> _THE DATA_
======

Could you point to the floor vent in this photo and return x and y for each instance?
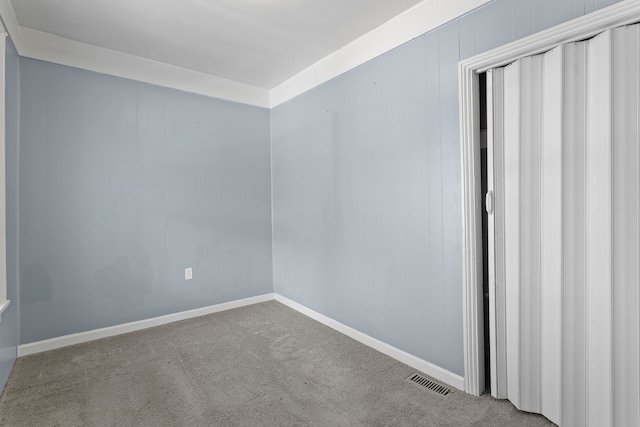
(428, 384)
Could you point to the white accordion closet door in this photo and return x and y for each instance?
(566, 237)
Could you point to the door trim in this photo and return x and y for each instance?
(619, 14)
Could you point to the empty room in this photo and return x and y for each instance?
(320, 213)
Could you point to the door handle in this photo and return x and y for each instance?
(488, 202)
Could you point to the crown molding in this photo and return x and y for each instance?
(420, 19)
(423, 17)
(60, 50)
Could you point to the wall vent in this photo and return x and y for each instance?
(428, 384)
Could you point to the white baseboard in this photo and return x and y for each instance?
(428, 368)
(421, 365)
(66, 340)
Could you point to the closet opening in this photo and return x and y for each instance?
(485, 230)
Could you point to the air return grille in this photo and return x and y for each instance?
(428, 384)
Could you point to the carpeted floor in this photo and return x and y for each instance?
(263, 365)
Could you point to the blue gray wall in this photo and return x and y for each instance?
(366, 184)
(122, 186)
(9, 326)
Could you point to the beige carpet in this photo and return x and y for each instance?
(263, 365)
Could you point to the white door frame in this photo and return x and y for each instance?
(622, 13)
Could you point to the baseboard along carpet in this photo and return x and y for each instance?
(260, 365)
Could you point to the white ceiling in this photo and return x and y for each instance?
(257, 42)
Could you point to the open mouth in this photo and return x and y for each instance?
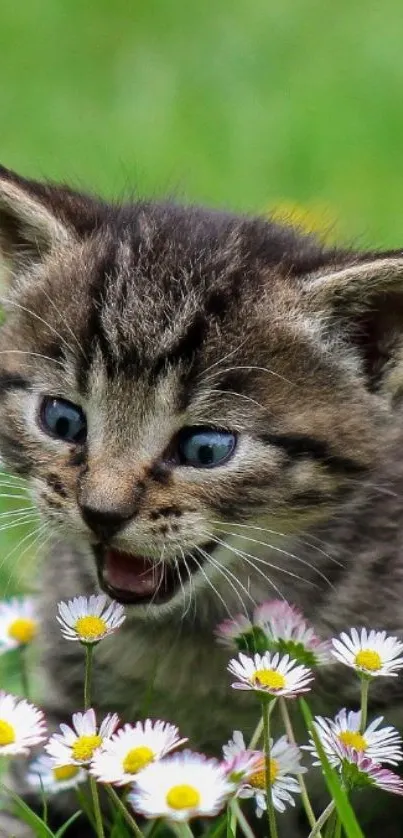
(133, 579)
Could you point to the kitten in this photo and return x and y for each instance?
(207, 411)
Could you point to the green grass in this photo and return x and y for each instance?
(239, 104)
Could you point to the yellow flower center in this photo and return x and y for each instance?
(353, 739)
(258, 779)
(65, 772)
(7, 733)
(90, 627)
(137, 758)
(368, 659)
(85, 746)
(183, 797)
(269, 678)
(23, 630)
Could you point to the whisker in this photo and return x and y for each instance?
(22, 522)
(303, 541)
(240, 396)
(52, 302)
(228, 574)
(12, 512)
(210, 583)
(34, 355)
(248, 556)
(221, 360)
(37, 543)
(160, 561)
(22, 541)
(283, 553)
(41, 319)
(189, 605)
(249, 368)
(14, 497)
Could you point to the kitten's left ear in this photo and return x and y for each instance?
(29, 226)
(363, 303)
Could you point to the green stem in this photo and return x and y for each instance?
(337, 829)
(88, 676)
(240, 818)
(304, 793)
(231, 822)
(24, 672)
(125, 814)
(97, 808)
(271, 818)
(256, 736)
(183, 830)
(364, 702)
(322, 820)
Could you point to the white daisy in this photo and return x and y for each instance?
(288, 632)
(230, 632)
(44, 774)
(182, 786)
(270, 674)
(277, 610)
(21, 725)
(77, 745)
(380, 745)
(18, 623)
(359, 771)
(89, 619)
(239, 762)
(284, 761)
(371, 653)
(132, 748)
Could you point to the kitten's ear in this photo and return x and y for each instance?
(363, 302)
(29, 226)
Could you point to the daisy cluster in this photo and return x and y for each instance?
(278, 652)
(275, 626)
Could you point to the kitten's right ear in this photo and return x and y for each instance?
(29, 226)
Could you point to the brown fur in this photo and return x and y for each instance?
(153, 317)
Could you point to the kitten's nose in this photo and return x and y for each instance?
(105, 523)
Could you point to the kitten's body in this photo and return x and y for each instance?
(153, 318)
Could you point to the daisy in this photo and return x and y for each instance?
(230, 632)
(43, 774)
(358, 770)
(288, 632)
(77, 745)
(182, 786)
(239, 762)
(277, 610)
(89, 619)
(284, 761)
(380, 745)
(270, 674)
(21, 725)
(131, 749)
(18, 623)
(371, 653)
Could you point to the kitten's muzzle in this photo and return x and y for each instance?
(105, 523)
(134, 579)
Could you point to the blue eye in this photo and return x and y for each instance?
(205, 447)
(63, 419)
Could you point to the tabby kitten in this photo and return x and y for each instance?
(207, 411)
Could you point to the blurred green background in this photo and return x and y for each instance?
(243, 104)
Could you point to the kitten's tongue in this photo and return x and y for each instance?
(135, 574)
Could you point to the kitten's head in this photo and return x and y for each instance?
(174, 379)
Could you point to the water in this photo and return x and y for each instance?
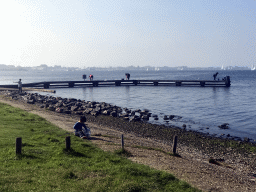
(201, 108)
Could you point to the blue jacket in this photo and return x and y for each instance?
(79, 126)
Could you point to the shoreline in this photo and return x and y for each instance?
(139, 127)
(237, 164)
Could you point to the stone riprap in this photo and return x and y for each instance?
(79, 107)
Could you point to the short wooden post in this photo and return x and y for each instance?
(122, 141)
(18, 145)
(68, 142)
(227, 82)
(175, 139)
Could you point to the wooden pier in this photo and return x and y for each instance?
(97, 83)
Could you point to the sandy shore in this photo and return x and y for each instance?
(236, 172)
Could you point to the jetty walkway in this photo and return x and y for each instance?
(96, 83)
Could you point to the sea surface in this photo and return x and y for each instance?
(202, 109)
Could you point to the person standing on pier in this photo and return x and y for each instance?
(127, 76)
(19, 85)
(215, 75)
(91, 77)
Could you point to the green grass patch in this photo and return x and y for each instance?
(45, 164)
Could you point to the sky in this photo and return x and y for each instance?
(111, 33)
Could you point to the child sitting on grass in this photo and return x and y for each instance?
(81, 130)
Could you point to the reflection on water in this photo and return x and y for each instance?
(198, 106)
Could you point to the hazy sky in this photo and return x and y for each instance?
(94, 33)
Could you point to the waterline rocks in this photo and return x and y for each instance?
(79, 107)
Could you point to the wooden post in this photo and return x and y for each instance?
(18, 145)
(71, 84)
(202, 83)
(175, 139)
(122, 141)
(68, 142)
(227, 81)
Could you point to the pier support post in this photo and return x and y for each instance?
(122, 142)
(95, 84)
(68, 143)
(71, 84)
(46, 85)
(202, 83)
(228, 81)
(118, 83)
(18, 145)
(175, 139)
(178, 83)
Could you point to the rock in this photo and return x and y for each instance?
(74, 108)
(106, 112)
(31, 101)
(113, 114)
(59, 110)
(224, 126)
(51, 108)
(166, 117)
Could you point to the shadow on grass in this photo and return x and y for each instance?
(123, 152)
(25, 156)
(72, 152)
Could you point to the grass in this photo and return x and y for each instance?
(45, 164)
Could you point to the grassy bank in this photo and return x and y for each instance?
(45, 165)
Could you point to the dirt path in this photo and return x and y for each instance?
(191, 167)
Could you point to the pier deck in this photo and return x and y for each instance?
(140, 82)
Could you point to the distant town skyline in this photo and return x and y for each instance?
(113, 33)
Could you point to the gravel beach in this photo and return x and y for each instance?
(234, 168)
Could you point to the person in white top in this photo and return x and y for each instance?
(19, 85)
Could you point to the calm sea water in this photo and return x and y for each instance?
(201, 108)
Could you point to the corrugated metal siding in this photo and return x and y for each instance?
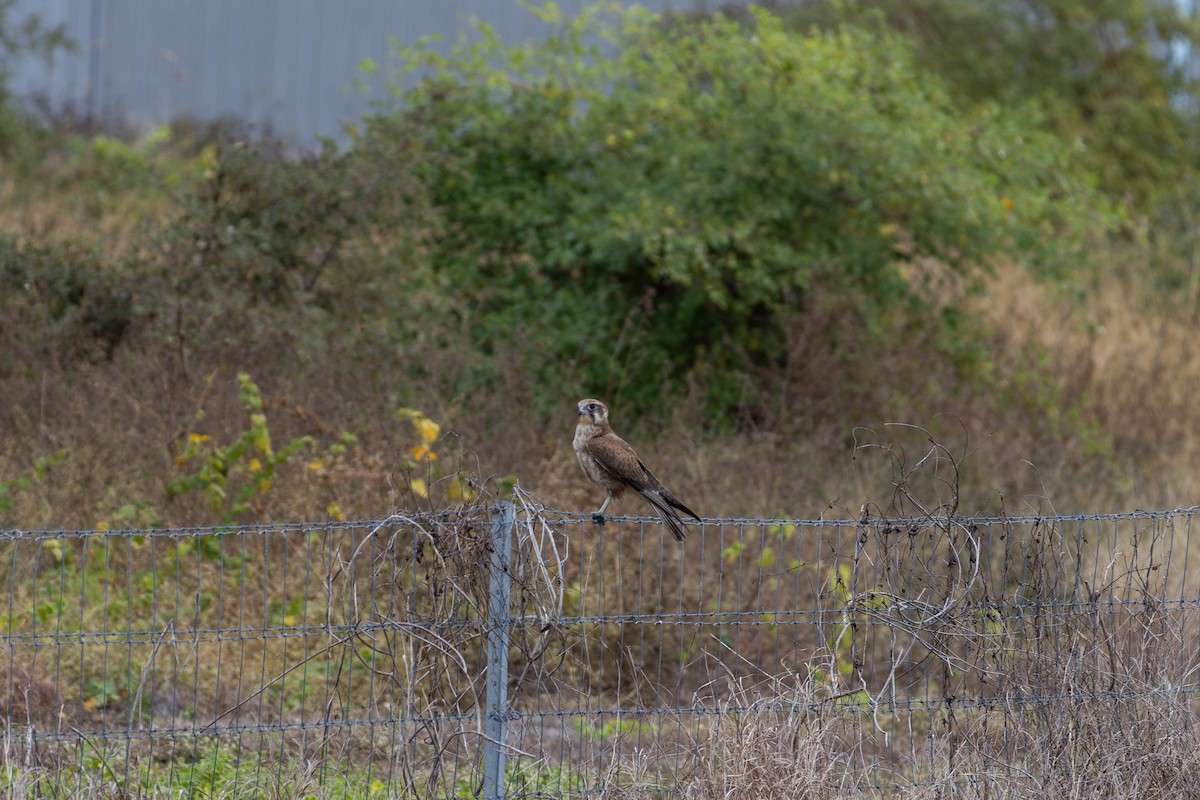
(285, 65)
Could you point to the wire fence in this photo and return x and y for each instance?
(352, 659)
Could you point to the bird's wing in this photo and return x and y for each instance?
(618, 459)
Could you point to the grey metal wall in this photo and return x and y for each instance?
(287, 65)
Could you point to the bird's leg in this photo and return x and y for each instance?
(598, 517)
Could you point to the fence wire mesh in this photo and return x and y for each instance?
(349, 660)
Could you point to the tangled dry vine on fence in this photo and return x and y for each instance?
(408, 603)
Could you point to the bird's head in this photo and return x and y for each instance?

======

> _AIM OF THE TASK_
Copy out all of the material above word for word, leaving out the pictures.

> _THE RESULT_
Could you point to the floor vent in this photo and return x and y for each instance?
(428, 384)
Could you point to the white accordion closet door in this photo and return x and y for each instance?
(566, 237)
Could you point to the door trim in this photo and return x and y for each instance?
(619, 14)
Could you point to the empty room in this photo and return x and y for each instance?
(320, 213)
Could you point to the door handle in this photo and return x and y for each instance?
(488, 202)
Could you point to the crown molding in this photo and return x and y for each instance?
(420, 19)
(423, 17)
(60, 50)
Could you point to the wall vent in this photo and return x and y for each instance?
(428, 384)
Could you point to the white baseboard in this photo and return x and y for each instance?
(428, 368)
(421, 365)
(66, 340)
Could you point to the closet opening in this photo and return x and y for each instance?
(485, 230)
Could you point to the air return grille in this photo and return x and y for each instance?
(428, 384)
Could you point to the carpeted floor in this photo and return x and y for each instance?
(263, 365)
Could you point to the blue gray wall in this photo and return x and y for each instance?
(366, 184)
(122, 186)
(9, 326)
Could you point to the beige carpet in this photo and return x and y for each instance?
(263, 365)
Could you point to the white door frame in this photo and return x and y for each instance?
(622, 13)
Could you point to the baseboard along carpet in this photo and return x and y for each instance?
(260, 365)
Could you point to the white ceiling in this photo and return x and y for each instance?
(257, 42)
Could you point to the open mouth in this photo and return x and y for each instance?
(133, 579)
Could you point to the kitten in this photo and return x and y for each instance?
(207, 411)
Could you point to the green grass in this photo and return x and y for each instance?
(239, 104)
Could you point to the yellow flower center in this photo and return x and y for each instance?
(353, 739)
(258, 779)
(65, 772)
(7, 733)
(90, 627)
(137, 758)
(368, 659)
(85, 746)
(183, 797)
(269, 678)
(23, 630)
Could you point to the whisker in this photo and return x and y for each instance?
(22, 522)
(303, 541)
(240, 396)
(52, 302)
(228, 574)
(12, 512)
(210, 583)
(34, 355)
(248, 556)
(221, 360)
(37, 543)
(160, 561)
(22, 541)
(283, 553)
(41, 319)
(189, 605)
(249, 368)
(14, 497)
Could you point to the kitten's left ear in this photo and return x and y for each instance?
(29, 226)
(363, 303)
Could you point to the green stem in this photo and return x and y for each instance?
(337, 829)
(88, 676)
(240, 818)
(304, 793)
(231, 822)
(24, 672)
(125, 814)
(97, 808)
(271, 818)
(256, 736)
(183, 830)
(364, 702)
(322, 820)
Could you point to the white daisy in this photo and return x and y for each instance?
(288, 632)
(230, 632)
(44, 774)
(182, 786)
(270, 674)
(277, 610)
(21, 725)
(77, 745)
(380, 745)
(18, 623)
(359, 771)
(89, 619)
(239, 762)
(284, 761)
(371, 653)
(132, 748)
Could you point to the kitten's ear in this photo and return x and y for each instance?
(363, 302)
(29, 226)
Could you point to the daisy cluster in this photo and return x and y for each instance?
(278, 652)
(275, 626)
Could you point to the kitten's right ear in this photo and return x and y for each instance?
(29, 226)
Could you point to the brown fur in this photo and return x and y for each instance?
(153, 317)
Could you point to the kitten's nose in this photo and return x and y for each instance?
(105, 523)
Could you point to the kitten's body in this photo and return x and y for each instance?
(153, 318)
Could you point to the daisy in this photo and return x and y for each instance?
(230, 632)
(43, 774)
(358, 770)
(288, 632)
(77, 745)
(182, 786)
(239, 762)
(277, 610)
(89, 619)
(284, 761)
(380, 745)
(270, 674)
(21, 725)
(131, 749)
(18, 623)
(371, 653)
Could you point to the kitten's muzzle in this photo and return x and y for each instance?
(105, 523)
(134, 579)
Could you point to the blue eye in this photo and return x and y for each instance?
(205, 447)
(63, 419)
Could you point to the tabby kitten in this photo and return x and y for each instance?
(207, 411)
Could you point to the blurred green background in this photo and return x and y for each instance?
(243, 104)
Could you point to the kitten's tongue in this photo and return x and y for each instance?
(135, 574)
Could you point to the kitten's head in this photo and return x and y for each instance?
(174, 379)
Could you point to the water in this photo and return x and y for each instance?
(201, 108)
Could you point to the blue jacket in this photo and return x and y for each instance?
(79, 126)
Could you point to the shoreline in this photo and return x and y for each instance?
(139, 127)
(237, 164)
Could you point to the stone riprap in this photo and return x and y for each instance?
(79, 107)
Could you point to the short wooden post in this photo and return x and y for each instance?
(122, 141)
(18, 145)
(68, 142)
(227, 82)
(175, 139)
Could you point to the wooden pier in this photo and return x and y for each instance?
(97, 83)
Could you point to the sandy shore in this photo and return x and y for each instance?
(236, 172)
Could you point to the jetty walkway in this photo and return x and y for each instance?
(96, 83)
Could you point to the sea surface in this photo and return x and y for each instance?
(202, 109)
Could you point to the person standing on pier in this photo and return x and y for each instance?
(127, 76)
(19, 85)
(215, 75)
(91, 77)
Could you point to the green grass patch in this photo and return x and y for each instance?
(45, 164)
Could you point to the sky in this photo and return x and y for each instance?
(111, 33)
Could you point to the child sitting on grass in this photo and return x and y for each instance?
(81, 130)
Could you point to the reflection on water in this photo and return x and y for each instance?
(198, 106)
Could you point to the hazy sky in this photo and return x and y for each instance?
(94, 33)
Could you point to the waterline rocks in this photo and return x and y for each instance?
(79, 107)
Could you point to the wooden post in this photo and return x and y for each instance?
(18, 145)
(71, 84)
(202, 83)
(175, 139)
(122, 141)
(68, 142)
(227, 81)
Could you point to the pier support post in this photo and return x and y for each instance?
(122, 142)
(95, 84)
(68, 143)
(71, 84)
(46, 85)
(202, 83)
(228, 81)
(118, 83)
(18, 145)
(175, 139)
(178, 83)
Could you point to the rock in this photo and return x and y for each instance?
(74, 108)
(106, 112)
(31, 101)
(113, 114)
(59, 110)
(224, 126)
(51, 108)
(166, 117)
Could you point to the shadow on grass in this photo and return x and y for each instance?
(123, 152)
(25, 156)
(72, 152)
Could you point to the grass in this photo and return x and y for each instance?
(45, 164)
Could you point to the grassy bank in this photo and return x and y for each instance?
(45, 165)
Could you point to the dirt path in this photo and return x and y for each instance?
(191, 167)
Could you point to the pier deck in this photo and return x and y for each instance?
(140, 82)
Could you point to the distant town skyline in this photo and return x and y for each instance?
(113, 33)
Could you point to the gravel beach in this photo and return x and y for each instance?
(234, 168)
Could you point to the person in white top in this photo and return x and y for each instance?
(19, 85)
Could you point to the calm sea water in this photo and return x and y for each instance?
(201, 108)
Could you point to the corrugated metal siding in this photo and return x and y for each instance?
(285, 65)
Could you point to the wire fence in this photo and return x and y for each instance?
(352, 659)
Could you point to the bird's wing in this photo and return x and y for each instance?
(618, 459)
Could you point to the grey metal wall in this photo and return x and y for each instance?
(287, 65)
Could you point to the bird's leg in this photo and return x and y for each instance?
(598, 517)
Could you point to the fence wire mesh in this photo and return x and y for each instance?
(349, 660)
Could you point to the tangled dry vine on fence in this photo and return x and y for each instance?
(408, 603)
Could you point to the bird's head in this photo and return x and y for each instance?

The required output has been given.